**EXERCISE BRIEF:**
Below are the entries. Set down exactly the line containing "TARGET = clump of grass" and each line after it.

Stored records
━━━━━━━━━━━━━━━━━━━━━━━━━━━━━━

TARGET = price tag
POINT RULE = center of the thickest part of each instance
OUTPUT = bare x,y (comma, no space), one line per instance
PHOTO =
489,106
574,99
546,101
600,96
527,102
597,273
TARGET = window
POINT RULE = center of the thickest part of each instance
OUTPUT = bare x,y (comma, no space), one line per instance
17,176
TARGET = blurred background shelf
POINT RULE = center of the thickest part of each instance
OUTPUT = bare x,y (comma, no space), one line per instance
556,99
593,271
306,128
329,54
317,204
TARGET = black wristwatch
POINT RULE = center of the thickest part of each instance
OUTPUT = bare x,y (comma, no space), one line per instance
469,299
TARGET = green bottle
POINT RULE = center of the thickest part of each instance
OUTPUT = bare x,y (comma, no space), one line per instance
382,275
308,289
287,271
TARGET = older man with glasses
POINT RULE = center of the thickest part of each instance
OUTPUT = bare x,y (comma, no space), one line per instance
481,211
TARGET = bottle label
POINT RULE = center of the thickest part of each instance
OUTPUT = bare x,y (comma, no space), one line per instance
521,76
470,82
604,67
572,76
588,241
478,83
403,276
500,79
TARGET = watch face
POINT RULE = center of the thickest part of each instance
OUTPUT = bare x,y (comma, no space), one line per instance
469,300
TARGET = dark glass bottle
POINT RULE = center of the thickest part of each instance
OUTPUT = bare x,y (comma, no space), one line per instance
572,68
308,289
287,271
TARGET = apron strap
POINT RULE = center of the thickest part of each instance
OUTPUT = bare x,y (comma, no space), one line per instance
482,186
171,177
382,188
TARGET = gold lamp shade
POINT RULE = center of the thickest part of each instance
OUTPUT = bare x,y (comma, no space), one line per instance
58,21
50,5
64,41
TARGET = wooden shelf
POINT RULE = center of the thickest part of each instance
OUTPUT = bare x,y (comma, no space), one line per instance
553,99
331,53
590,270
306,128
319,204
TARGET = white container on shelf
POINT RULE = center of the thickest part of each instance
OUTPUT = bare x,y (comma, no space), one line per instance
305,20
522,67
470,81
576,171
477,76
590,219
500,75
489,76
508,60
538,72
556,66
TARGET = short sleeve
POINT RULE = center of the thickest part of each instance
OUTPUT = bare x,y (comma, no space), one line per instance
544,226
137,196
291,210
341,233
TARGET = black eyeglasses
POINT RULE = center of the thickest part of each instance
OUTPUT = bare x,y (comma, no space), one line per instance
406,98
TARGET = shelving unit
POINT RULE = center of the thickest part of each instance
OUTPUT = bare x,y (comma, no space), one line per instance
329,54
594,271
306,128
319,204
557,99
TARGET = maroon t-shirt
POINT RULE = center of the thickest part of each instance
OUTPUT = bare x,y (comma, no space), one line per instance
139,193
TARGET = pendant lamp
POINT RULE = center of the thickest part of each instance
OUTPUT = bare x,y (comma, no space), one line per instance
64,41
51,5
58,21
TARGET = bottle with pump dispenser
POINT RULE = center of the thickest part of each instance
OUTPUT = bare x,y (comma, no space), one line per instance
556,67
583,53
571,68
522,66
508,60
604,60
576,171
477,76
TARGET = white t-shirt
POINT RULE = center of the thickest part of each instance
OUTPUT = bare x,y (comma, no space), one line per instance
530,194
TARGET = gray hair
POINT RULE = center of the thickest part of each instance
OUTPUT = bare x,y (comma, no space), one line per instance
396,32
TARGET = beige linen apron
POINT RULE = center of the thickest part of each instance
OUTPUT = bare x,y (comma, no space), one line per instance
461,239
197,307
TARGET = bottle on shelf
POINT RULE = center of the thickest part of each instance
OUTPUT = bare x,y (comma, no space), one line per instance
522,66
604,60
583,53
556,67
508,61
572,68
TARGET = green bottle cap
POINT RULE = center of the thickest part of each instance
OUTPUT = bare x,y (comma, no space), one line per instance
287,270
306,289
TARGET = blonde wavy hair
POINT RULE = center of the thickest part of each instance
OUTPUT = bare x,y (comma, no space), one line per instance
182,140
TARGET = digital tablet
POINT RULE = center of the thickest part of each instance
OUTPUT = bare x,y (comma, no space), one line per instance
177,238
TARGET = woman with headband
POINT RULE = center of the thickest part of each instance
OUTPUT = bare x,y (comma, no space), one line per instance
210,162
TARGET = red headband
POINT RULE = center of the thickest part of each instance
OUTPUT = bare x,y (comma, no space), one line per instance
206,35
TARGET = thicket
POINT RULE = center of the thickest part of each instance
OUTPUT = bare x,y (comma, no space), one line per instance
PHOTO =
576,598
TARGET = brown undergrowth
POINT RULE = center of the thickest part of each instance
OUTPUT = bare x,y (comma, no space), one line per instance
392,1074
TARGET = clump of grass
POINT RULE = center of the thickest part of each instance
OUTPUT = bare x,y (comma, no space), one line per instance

━━━━━━━━━━━━━━━━━━━━━━━━━━━━━━

**RESULT OF THIS EXERCISE:**
TARGET = clump of grass
POINT RULE = center of the thickest part of each instance
OUTPUT = bare x,y (comma, no space), one line per instance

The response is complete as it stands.